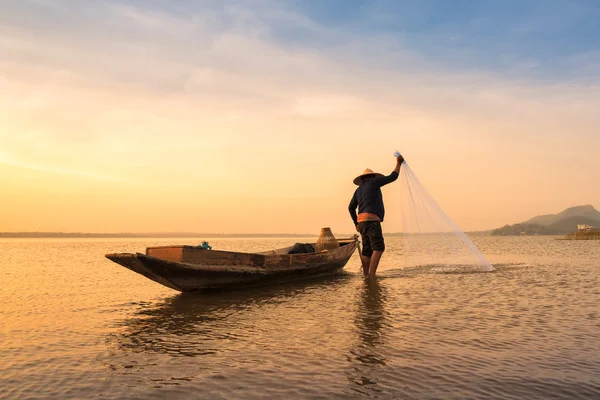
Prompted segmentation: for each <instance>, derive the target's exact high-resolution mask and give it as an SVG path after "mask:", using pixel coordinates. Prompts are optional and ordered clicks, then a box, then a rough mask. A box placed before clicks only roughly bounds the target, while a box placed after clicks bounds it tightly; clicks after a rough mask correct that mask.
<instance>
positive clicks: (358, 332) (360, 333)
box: [347, 280, 386, 397]
mask: <svg viewBox="0 0 600 400" xmlns="http://www.w3.org/2000/svg"><path fill="white" fill-rule="evenodd" d="M384 304H385V290H383V288H382V287H381V286H380V283H379V282H378V281H377V280H368V281H366V282H364V286H363V287H361V293H360V296H359V304H358V308H357V313H356V318H355V319H354V323H355V325H356V329H357V333H358V339H359V341H358V343H357V345H356V346H355V347H354V348H353V349H352V350H351V351H350V354H351V355H350V357H349V358H348V361H349V362H350V370H349V371H348V373H347V375H348V381H349V382H350V384H351V386H350V389H351V390H352V391H353V392H358V393H360V394H362V395H367V396H369V397H370V396H371V395H373V394H381V392H382V390H383V388H382V387H381V386H379V385H378V383H379V381H380V379H381V376H380V375H381V372H382V367H384V366H385V365H386V357H385V352H384V351H383V349H382V348H381V347H382V346H383V345H384V341H383V339H384V338H385V327H386V323H385V322H386V321H385V312H384Z"/></svg>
--
Problem to work on: Return, in full, every line of these entries that holds "instance".

Solution to the exercise:
Prompted segmentation: for each <instance>, derive the target's exact high-resolution mask and give it as an SVG path after "mask:", using pixel coordinates. Prompts are optional and ordered clicks, then a box, then a rough mask. A box placed before clicks only roughly bounds the target, while a box placed after clicks bounds it tightly; clicks after a rough mask correct that mask.
<instance>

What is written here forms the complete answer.